> _SET TASK_
All records are to be retyped faithfully and completely.

Records from a point labeling set
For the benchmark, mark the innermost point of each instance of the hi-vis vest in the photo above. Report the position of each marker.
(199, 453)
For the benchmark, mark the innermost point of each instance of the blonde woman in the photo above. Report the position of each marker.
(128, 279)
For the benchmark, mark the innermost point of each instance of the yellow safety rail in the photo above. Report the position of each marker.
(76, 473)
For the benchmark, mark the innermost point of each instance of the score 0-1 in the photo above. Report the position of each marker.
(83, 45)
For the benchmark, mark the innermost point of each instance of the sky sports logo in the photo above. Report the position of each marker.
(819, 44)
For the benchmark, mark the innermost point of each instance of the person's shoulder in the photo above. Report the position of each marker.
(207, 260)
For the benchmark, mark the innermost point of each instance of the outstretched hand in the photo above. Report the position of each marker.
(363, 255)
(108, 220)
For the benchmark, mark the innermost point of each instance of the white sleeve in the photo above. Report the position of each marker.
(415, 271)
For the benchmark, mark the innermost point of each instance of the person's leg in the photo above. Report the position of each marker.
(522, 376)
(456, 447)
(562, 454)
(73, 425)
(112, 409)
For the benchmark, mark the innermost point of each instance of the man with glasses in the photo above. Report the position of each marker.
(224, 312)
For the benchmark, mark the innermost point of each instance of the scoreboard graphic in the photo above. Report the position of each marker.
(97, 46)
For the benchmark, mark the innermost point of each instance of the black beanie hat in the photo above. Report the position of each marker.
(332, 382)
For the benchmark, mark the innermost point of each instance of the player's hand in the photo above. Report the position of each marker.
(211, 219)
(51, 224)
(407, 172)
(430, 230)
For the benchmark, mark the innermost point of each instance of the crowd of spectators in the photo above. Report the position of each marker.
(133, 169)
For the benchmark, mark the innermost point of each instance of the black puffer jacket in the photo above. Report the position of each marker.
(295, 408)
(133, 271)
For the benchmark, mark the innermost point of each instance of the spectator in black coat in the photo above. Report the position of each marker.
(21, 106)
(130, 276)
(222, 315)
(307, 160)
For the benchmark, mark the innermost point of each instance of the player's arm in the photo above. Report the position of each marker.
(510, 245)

> _THE RESULT_
For the benchmark, mark the innermost point of each instance of the hi-vis vest in the photo above. Report the position of each marker.
(199, 453)
For the benchmark, mark the innermost point of each instance of the blonde woman in the photo above. Report the position of each marker.
(128, 279)
For the benchmark, mark the innermost point of each instance of the yellow safety rail in the photo above. Report the position of each marker.
(76, 473)
For the benchmark, mark the innermost point of each instance of the score 0-1 in the photo above. Report the position of each marker.
(83, 45)
For the benchmark, mark the innermost point of each instance of the sky sports logo in the photo above. Report the position of each marker.
(819, 44)
For the benchmark, mark the innermost point of each instance of the person's shoulder in the photo above. Report the position of each marker.
(207, 260)
For the benchmark, mark the innermost point of each instance of the outstretched hand in the photo above. Report the position of each marker.
(363, 255)
(108, 220)
For the benchmark, mark the innermost point of each instance of the white sleeve in the photo above. Report the position of each marker.
(415, 271)
For the benchmark, mark the innermost point of each instance of the person's leg in the photo above. Report the position of each marker.
(522, 376)
(456, 447)
(562, 454)
(73, 425)
(112, 409)
For the benchmark, mark the innermost point of each instance of the man with glasses in the photo above. Report the position of each marker.
(224, 312)
For the benchmark, mark the innermost point of each instance of the scoreboard graphic in the photo above. Report the position of each marker.
(97, 46)
For the benchmark, mark the innermost point of each instance of the black beanie hat in the photo above. Report the position of each marker.
(332, 382)
For the benchmark, mark the innermost point of each instance of the player's hand in the photo above. Report the position of each marker.
(211, 219)
(51, 224)
(407, 172)
(430, 230)
For the benchmark, mark the innermost point of each instance of the crowd of spectators in the photo above. Report the position of each marker.
(133, 169)
For the benchmark, mark the innermost point of each instance of the black puffer jacket in the photo above. Report the position of each marker.
(295, 408)
(133, 271)
For the benchmark, mark the innermost point of each instance of the spectator in black coat in the photo above. Report the position of each marker.
(21, 106)
(130, 276)
(222, 315)
(307, 160)
For the benchmark, mark the innermost point of each instance of the player's arm in the photo above. Report the position of each marker.
(510, 245)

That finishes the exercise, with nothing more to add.